» **Entries from an annotation dataset**
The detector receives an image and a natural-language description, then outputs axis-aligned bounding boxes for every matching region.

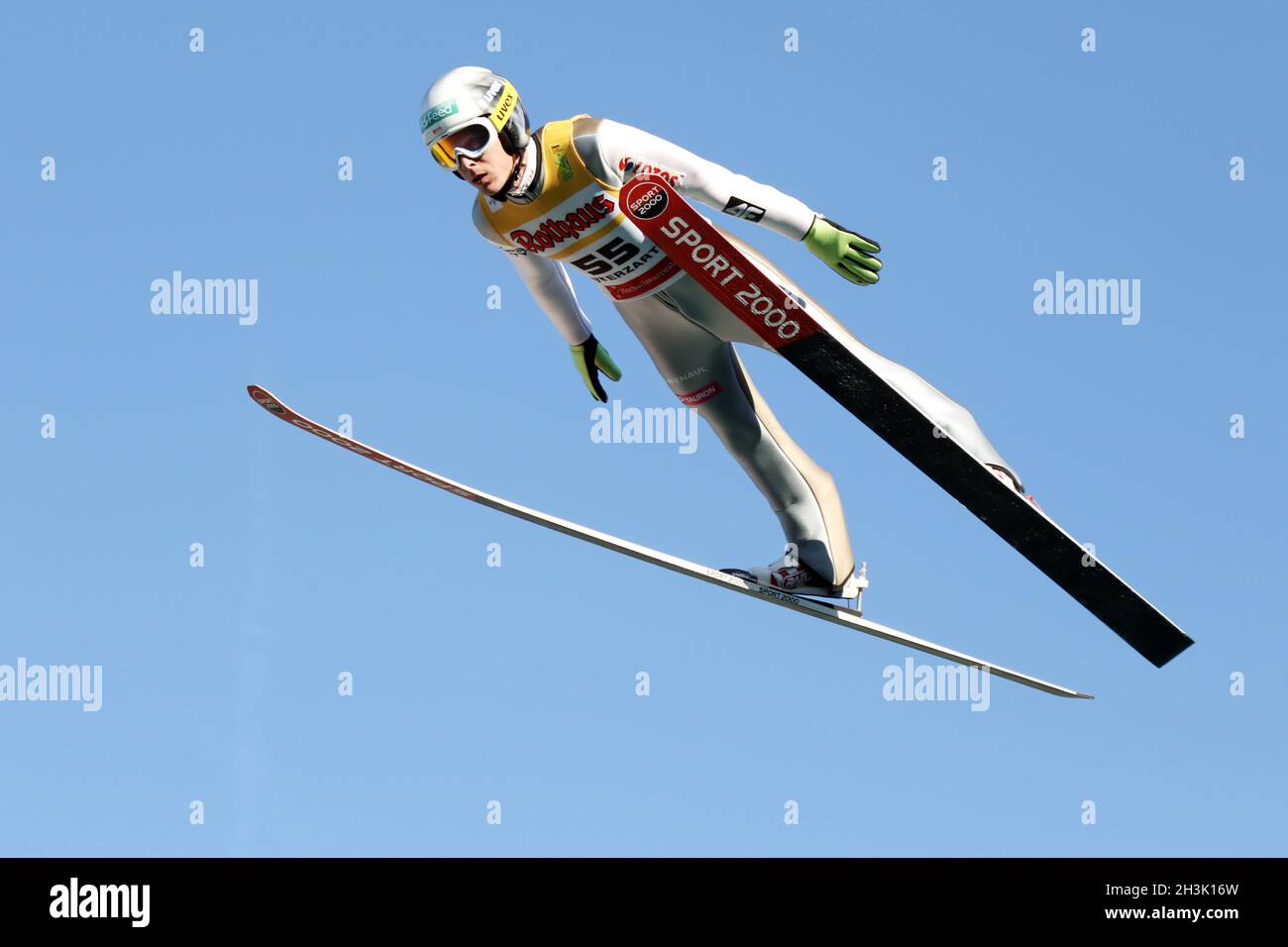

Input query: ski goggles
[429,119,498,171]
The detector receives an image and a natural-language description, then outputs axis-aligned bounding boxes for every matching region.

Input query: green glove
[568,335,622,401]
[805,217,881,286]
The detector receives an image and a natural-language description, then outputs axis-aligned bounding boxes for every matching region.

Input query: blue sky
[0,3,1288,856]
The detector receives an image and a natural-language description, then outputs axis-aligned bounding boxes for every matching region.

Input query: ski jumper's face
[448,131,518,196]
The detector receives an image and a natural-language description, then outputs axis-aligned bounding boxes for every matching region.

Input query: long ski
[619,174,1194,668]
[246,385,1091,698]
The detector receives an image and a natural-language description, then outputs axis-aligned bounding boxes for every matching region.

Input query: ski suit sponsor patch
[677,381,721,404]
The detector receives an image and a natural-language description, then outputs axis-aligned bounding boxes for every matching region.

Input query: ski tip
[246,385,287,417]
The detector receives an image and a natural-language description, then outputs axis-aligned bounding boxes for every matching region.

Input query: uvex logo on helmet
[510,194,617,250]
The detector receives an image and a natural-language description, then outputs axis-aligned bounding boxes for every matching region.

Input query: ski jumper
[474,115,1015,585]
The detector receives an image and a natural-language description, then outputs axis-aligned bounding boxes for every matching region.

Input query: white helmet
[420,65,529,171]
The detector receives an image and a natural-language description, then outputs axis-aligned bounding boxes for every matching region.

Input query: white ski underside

» **Instructions to follow**
Write out the entries above verbatim; the pictures do not belong in your copy.

» **Answer for this exercise**
The detector receives an image and a natural-language description, then outputs axis-aligned bounding boxes for every matching region.


Input query: ski goggles
[429,119,498,171]
The detector receives an image and a natural-language description, then outputs axis-aligned bounding boxes for every matching region.

Input query: green glove
[568,335,622,401]
[805,217,881,286]
The detector receives an image and a natural-language description, then outputs axis-aligned bounding boxes for every matching region.

Input query: blue sky
[0,3,1288,856]
The detector receives an image and a natural-language description, then outputs axis-aligned bounding boxes for every matching region.

Input query: ski jumper's face
[448,131,518,196]
The detector receives an image and a natural-language description, then outputs axis-aligned bounding boxes for every matching region.

Input query: long ski
[619,174,1194,668]
[246,385,1091,698]
The detector receives an image and a natural-language description, then outputs axis-aligned bounding boxes for every matching region.

Input query: ski suit sponsor patch
[677,381,721,404]
The detector receives an image and a natural-language description, then outputs axis-aligned bounding boxes for every matching region.

Input query: ski tip
[246,385,287,417]
The detector receives an image and a natural-language description, then outputs axis-aligned bounding boxes for every matching region.

Input query: uvex logo on helmet
[510,194,617,250]
The detector receives an image and a natural-language description, then outputs axis-aligned bounding boxes for every matching region.

Input query: ski jumper
[474,115,1015,585]
The detector receives an image and a natural-language description, then outputs axis-aligned bounding boxes for every matching region.

Input query: white helmet
[420,65,529,171]
The detector receives an image and a natural-language description, then outputs axis-aligned bounding boxes for every matching region.

Input query: white ski underside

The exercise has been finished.